(Provided entries):
= = =

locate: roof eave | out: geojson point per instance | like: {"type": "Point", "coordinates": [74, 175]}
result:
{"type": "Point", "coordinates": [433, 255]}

= = =

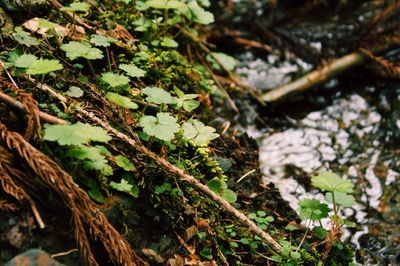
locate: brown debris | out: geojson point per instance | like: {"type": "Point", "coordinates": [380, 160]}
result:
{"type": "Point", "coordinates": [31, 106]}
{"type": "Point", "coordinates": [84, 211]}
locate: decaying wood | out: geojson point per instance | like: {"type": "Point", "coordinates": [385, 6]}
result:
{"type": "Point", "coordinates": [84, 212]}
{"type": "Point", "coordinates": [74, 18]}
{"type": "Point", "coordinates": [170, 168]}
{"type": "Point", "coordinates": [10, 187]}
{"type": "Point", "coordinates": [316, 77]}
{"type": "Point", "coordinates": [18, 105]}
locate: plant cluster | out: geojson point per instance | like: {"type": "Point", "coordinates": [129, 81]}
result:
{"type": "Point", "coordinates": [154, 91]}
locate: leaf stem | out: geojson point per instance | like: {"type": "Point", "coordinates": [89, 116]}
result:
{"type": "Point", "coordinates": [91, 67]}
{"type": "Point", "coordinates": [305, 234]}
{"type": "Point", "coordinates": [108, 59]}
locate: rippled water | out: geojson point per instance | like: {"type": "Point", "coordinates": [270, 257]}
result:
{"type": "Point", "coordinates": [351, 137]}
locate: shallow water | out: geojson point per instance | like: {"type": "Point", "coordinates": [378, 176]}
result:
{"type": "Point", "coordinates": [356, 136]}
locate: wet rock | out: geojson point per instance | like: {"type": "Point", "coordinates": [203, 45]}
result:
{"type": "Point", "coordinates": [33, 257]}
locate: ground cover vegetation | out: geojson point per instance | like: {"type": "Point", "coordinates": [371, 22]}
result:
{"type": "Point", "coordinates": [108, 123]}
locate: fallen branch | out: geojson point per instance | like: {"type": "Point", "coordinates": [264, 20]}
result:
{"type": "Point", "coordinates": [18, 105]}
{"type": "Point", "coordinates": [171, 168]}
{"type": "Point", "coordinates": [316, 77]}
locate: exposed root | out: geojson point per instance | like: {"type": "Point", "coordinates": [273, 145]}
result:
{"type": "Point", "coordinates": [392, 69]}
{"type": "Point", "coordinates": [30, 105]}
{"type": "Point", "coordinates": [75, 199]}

= = =

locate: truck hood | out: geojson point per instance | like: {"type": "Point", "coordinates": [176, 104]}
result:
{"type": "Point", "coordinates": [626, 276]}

= = =

(Goal): How many lines of the data above contain the word "water"? Reply with the number alone.

(Task result): 2